Records of labeled points:
================

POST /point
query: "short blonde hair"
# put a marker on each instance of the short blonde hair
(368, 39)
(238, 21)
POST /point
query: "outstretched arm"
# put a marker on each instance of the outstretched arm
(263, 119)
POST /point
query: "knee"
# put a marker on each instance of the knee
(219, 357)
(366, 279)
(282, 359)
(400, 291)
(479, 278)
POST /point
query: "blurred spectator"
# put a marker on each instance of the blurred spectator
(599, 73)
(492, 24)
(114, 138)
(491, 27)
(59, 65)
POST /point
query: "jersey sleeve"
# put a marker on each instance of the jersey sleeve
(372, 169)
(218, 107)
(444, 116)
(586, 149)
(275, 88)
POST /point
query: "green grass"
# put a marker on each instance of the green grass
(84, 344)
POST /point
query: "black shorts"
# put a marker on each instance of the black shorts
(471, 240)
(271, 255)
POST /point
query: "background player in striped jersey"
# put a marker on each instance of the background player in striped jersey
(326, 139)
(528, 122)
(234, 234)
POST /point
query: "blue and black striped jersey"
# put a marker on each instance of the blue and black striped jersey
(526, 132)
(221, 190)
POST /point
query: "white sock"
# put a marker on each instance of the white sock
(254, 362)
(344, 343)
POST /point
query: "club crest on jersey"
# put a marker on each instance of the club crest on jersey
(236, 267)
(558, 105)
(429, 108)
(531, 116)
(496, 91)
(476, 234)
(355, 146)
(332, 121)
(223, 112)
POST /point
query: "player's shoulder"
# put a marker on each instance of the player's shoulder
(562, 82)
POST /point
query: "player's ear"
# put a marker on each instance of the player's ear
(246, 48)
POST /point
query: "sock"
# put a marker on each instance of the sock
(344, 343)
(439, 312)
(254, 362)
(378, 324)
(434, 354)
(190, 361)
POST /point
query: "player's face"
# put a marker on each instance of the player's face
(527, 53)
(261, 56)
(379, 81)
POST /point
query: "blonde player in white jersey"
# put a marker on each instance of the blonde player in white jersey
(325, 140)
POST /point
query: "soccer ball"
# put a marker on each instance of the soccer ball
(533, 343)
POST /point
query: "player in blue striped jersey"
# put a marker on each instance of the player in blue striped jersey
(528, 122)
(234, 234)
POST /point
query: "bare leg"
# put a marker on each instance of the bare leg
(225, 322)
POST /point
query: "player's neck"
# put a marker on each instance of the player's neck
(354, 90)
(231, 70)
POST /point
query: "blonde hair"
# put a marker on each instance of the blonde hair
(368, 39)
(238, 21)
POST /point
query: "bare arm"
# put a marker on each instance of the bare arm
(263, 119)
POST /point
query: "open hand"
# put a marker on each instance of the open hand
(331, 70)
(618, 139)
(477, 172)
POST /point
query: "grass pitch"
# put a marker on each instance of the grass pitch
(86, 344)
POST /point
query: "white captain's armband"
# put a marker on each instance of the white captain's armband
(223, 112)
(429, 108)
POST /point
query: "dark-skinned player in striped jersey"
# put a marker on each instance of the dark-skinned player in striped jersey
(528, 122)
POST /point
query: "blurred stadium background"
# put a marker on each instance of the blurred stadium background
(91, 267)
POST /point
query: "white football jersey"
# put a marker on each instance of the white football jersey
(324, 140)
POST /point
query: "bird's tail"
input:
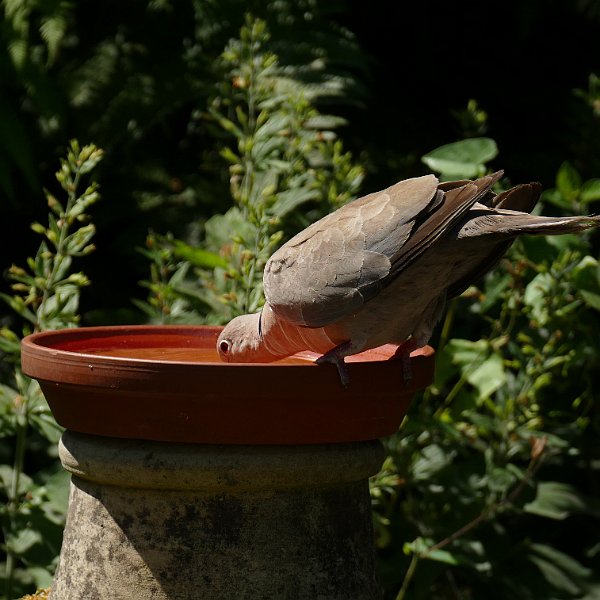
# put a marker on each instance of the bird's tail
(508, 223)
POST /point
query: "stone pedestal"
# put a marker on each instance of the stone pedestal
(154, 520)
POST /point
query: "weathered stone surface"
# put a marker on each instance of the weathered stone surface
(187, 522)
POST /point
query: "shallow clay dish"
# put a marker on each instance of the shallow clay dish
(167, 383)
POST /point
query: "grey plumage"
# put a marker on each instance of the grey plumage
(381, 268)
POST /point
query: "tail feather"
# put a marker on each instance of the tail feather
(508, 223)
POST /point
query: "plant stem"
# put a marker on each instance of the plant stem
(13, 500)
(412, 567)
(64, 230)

================

**Aim of the task:** Quote the data above in full and without alteration; skip the pictures.

**Exercise output:**
POST /point
query: "short blonde hair"
# put a marker on each instance of the short blonde hair
(368, 39)
(238, 21)
POST /point
query: "outstretched arm"
# put a marker on each instance of the outstretched arm
(263, 119)
POST /point
query: "knee"
# put a marker on each instance of the knee
(219, 357)
(366, 279)
(282, 359)
(400, 291)
(479, 278)
POST /point
query: "blurred spectator"
# put a marker on each instance of the blurred spectator
(599, 73)
(492, 24)
(114, 138)
(491, 27)
(59, 65)
POST /point
query: "jersey sleeve"
# put a marker on each instance of the jersey sleeve
(372, 169)
(218, 107)
(444, 116)
(586, 149)
(275, 88)
POST /point
query: "green grass"
# put a marker on each instance of the green grass
(84, 344)
POST /point
query: "black shorts"
# put a marker on each instance of the black shorts
(471, 240)
(271, 255)
POST /point
query: "background player in striped jersey"
# put a marker on each instance of the background player in striped jersey
(326, 139)
(528, 122)
(234, 234)
POST /point
query: "blue and black striped jersey"
# put a marker on each instance of the blue and black striped jersey
(526, 132)
(221, 190)
POST /point
query: "white sock"
# put a marker on each instance of the white sock
(254, 362)
(344, 343)
POST /point
query: "club crest on jersey"
# put a marker on each instance of the club crest on jersey
(236, 267)
(558, 105)
(429, 108)
(531, 116)
(496, 91)
(476, 234)
(355, 146)
(332, 121)
(223, 112)
POST /point
query: "player's shoulder"
# put a marker on each instance of the player's shoulder
(562, 82)
POST /point
query: "player's ear"
# put a marker on each instance of the player's ear
(246, 48)
POST /point
query: "sock"
# put a marker on each instance of the sock
(344, 343)
(439, 312)
(254, 362)
(378, 324)
(434, 354)
(190, 361)
POST /point
query: "player's face"
# put a marker on each instance of the player's face
(527, 53)
(261, 56)
(379, 81)
POST /point
query: "blonde player in white jersey"
# put a marker on each instance of the blonde player in white jersey
(325, 140)
POST /point
query: "soccer ball"
# put a marker on each instance of the soccer ball
(533, 343)
POST /point
query: "player in blue striped jersey"
# put a marker on each instance of the player in blue striped jersey
(528, 122)
(234, 234)
POST /point
query: "bare leg"
# put a marker on each instance of the bare leg
(225, 322)
POST /point
query: "player's neck"
# put a marker on each instance of the player's neck
(354, 90)
(231, 70)
POST /point
query: "blonde hair"
# put a marker on each instance of the blonde hair
(368, 39)
(238, 21)
POST /point
query: "bare arm"
# put a marker on each instance of the bare arm
(263, 119)
POST /point
query: "open hand"
# put a marker on each instance of the open hand
(331, 70)
(618, 139)
(477, 172)
POST /point
query: "grass pitch"
# put a marker on each instance of the grass pitch
(86, 344)
POST /point
query: "white captain's armband"
# put a marker on each instance of the white captain's armband
(223, 112)
(429, 108)
POST /point
query: "dark-skinned player in striped jersey"
# put a marker on each instance of the dark-skinned player in striped jersey
(528, 122)
POST /point
query: "blurred stadium background"
# put a marker on each instance of the blurred stadium background
(91, 267)
POST /point
query: "white football jersey"
# put a marker on each instance of the white football jersey
(324, 140)
POST /point
query: "bird's tail"
input:
# put a marker on each instance of the bird's tail
(508, 223)
POST /point
query: "stone pedestal"
# put a marker on each instance of the stone pedestal
(154, 520)
POST /point
query: "weathered stone surface"
# put a marker on each instance of the weathered stone surface
(187, 522)
POST /point
query: "shallow clay dish"
# put a marker on each instance of the shallow clay dish
(167, 383)
POST /point
query: "grey plumage"
# put a marker on each instance of the grey plumage
(381, 268)
POST /point
query: "tail feather"
# put a marker on each instance of the tail feather
(508, 223)
POST /point
query: "plant stem"
# put a marker on each instance of the plant stem
(13, 500)
(412, 567)
(64, 230)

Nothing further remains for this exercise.